* **EXERCISE INPUTS**:
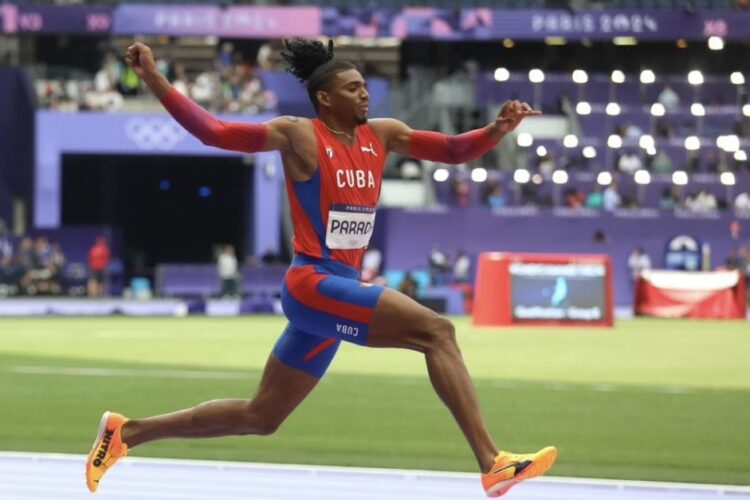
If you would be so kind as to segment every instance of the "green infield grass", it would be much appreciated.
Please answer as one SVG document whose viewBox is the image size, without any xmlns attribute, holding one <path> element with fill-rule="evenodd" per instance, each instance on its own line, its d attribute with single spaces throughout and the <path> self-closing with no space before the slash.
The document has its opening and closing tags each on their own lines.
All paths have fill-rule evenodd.
<svg viewBox="0 0 750 500">
<path fill-rule="evenodd" d="M 750 484 L 748 323 L 455 322 L 500 447 L 557 446 L 557 476 Z M 140 417 L 249 397 L 283 326 L 264 316 L 0 319 L 0 450 L 86 453 L 104 410 Z M 353 345 L 273 436 L 169 440 L 132 454 L 476 467 L 420 354 Z"/>
</svg>

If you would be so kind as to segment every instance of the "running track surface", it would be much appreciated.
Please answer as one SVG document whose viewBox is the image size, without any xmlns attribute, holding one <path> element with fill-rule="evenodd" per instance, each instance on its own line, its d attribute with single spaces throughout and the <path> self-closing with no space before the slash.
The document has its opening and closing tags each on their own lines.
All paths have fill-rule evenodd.
<svg viewBox="0 0 750 500">
<path fill-rule="evenodd" d="M 0 499 L 464 500 L 476 474 L 128 457 L 86 489 L 84 456 L 0 452 Z M 539 478 L 509 500 L 750 500 L 750 487 Z"/>
</svg>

* **WORK ORDER**: Copy out the whole listing exactly. Skip its pictures.

* **OUTPUT OF THE TASK**:
If you would be so kind as to segment every instance of the "green infield grass", it would be much appreciated.
Please answer as one SVG document whose viewBox is the image size, without any xmlns attribute, holding one <path> element with fill-rule="evenodd" per instance, each instance on its own line, its d attribute with single spaces throughout and the <path> self-closing with no space before the slash.
The document has its opening and closing tags each on their own lines.
All paths have fill-rule evenodd.
<svg viewBox="0 0 750 500">
<path fill-rule="evenodd" d="M 750 484 L 748 323 L 455 322 L 500 447 L 557 446 L 557 476 Z M 140 417 L 249 397 L 283 326 L 264 316 L 0 319 L 0 450 L 86 453 L 104 410 Z M 353 345 L 273 436 L 169 440 L 132 454 L 476 467 L 420 354 Z"/>
</svg>

If you would be so kind as to segment every instance of the "running track surface", it would be much appreciated.
Please answer as one SVG document whose viewBox is the image size, without any xmlns attribute, holding one <path> element with fill-rule="evenodd" per instance, each instance on its own line, its d attribute with single spaces throughout and the <path> self-closing with no space before the slash.
The document has its opening and closing tags each on their own lines.
All paths have fill-rule evenodd.
<svg viewBox="0 0 750 500">
<path fill-rule="evenodd" d="M 0 499 L 464 500 L 476 474 L 128 457 L 86 489 L 84 456 L 0 452 Z M 539 478 L 509 500 L 750 500 L 750 487 Z"/>
</svg>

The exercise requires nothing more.